Gramicci introduced a new “GRP”- Gramicci Replenishment Program for Spring 2011 designed to help dealers reduce their inventory risk and increase turns. The company will import 15 core styles in pants and tops in men’s and women’s wear and will dye and finish them locally in California. This will enable the company to replenish any of the items in the program in up to six colors within 15 days.

 

Specialty Retailers Could See Upside in Improved Turn…


The program is designed to enable dealers to reduce up front risk commitments and spread those dollars across more colors, and then replenish more frequently in season as it becomes clear what colors sell best.


Gramicci has negotiated low minimum order requirements with its dye house so that its dealers can order as few as six pieces of a particular style and color at a time.  This will allow small independent dealers to reorder up to 10 or 15 times a year, Weening said.


 “We can help them stimulate the sales floor by helping with the visual side of merchandising,” said Weening.  “That is what we are trying to encourage the outdoor industry to do, because we need to be more nimble and quick to responding to consumers rather than bringing in product twice and crossing our fingers in hope they will buy it. We are increasing their flexibility and ability to capitalize on fast-selling items and replenish into colors that are selling.”


The planned potential reward for Gramicci is 20% increase in sales of GRP items and an increase in total sales of 3% to 5%. The risk is that not enough reps and dealers will be willing to change their purchasing behavior to take advantage of the program or will simply shift their open to buy money elsewhere. So far, however, Spring 2011 bookings are up in the high teens, Weening said.


That’s no surprise to Ritchie Sayner, vice president of development at RMSA, a retail consulting firm.


“Most retailers that we talk to would much rather pay several small invoices on a regular basis than one or two huge ones,” said Sayner, who works with several outdoor specialty retailers.  “Fresh merchandise translates into more traffic, higher sales, stronger cash flow, faster turn and better margins. No one comes into a store asking to see what came in last year or last season. New goods drive sales.  What the outdoor industry is beginning to learn (slowly I might add) is that you can actually sell more with less.  What a novel concept.”

DATA:
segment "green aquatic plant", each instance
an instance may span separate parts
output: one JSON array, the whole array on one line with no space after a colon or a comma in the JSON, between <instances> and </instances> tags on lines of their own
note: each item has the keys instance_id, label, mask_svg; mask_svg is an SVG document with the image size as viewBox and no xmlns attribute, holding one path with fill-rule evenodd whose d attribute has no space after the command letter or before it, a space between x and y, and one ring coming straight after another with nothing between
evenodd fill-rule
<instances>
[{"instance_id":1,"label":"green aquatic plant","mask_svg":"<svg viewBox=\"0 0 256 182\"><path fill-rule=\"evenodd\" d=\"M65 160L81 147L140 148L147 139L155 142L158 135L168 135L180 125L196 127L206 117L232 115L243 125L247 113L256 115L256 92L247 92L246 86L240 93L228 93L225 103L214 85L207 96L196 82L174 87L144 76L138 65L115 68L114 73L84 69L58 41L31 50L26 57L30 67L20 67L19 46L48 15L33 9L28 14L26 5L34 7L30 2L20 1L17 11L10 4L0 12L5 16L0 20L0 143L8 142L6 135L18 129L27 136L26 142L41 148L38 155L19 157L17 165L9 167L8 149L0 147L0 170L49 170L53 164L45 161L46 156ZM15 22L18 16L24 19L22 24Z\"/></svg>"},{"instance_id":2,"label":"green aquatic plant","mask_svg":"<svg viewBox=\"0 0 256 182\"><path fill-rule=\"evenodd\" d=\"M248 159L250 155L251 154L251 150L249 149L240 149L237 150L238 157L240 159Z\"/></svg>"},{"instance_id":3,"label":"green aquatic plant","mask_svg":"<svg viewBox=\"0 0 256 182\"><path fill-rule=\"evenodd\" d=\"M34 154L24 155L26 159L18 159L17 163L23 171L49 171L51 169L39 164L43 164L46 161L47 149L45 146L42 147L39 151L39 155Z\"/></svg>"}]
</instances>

ACTIVITY: Continue the article about Gramicci's Spring 2011 replenishment program, picking up after its final sentence.

RESPONSE:
At Guyot Designs in Vermont, the decision to bring some injection molding back from Asia was about improving fulfillment to dealers while restoring sanity to an increasingly frenetic work life. In 2007, the company had to spend $300,000 on air freight to rush deliveries to the United States because of late deliveries by Chinese factories struggling to find workers. It ended up moving much of its operations to a factory in Taiwan in 2008.


“Sometimes when we were manufacturing in China there was 30 days of production, 30 days on the ocean and then the labor delays,” noted Josh Guyot, the company’s founder/designer. “We could have capital out there 120 days.”


In late 2009, the company brought production of its Squishy pet bowls back to New York, where it found supply companies for the pharmaceutical industry that could turn dealer orders in 15 days. Guyot Designs has since redesigned the Fireflye – a cap that converts most plastic water bottles into lanterns – so it can be manufactured in Maine and is evaluating whether to bring  production of more of its Squishy line, plastic utensils and other products that don’t require assembly to New York.


The company will keep significant production in Asia to cater to international customers and remain competitive on large domestic accounts.


Sporting goods executives say national specialty chains like REI, Gander Mountain and Cabela’s understand the benefits of rapidly turning over inventory. The challenge is persuading independent retailers of its virtues.


“If it’s selling in the first two weeks they are on the phone reordering it and those are the guys who are growing their businesses,” said Weening. “The irony is that the people who should be doing it are small independents.”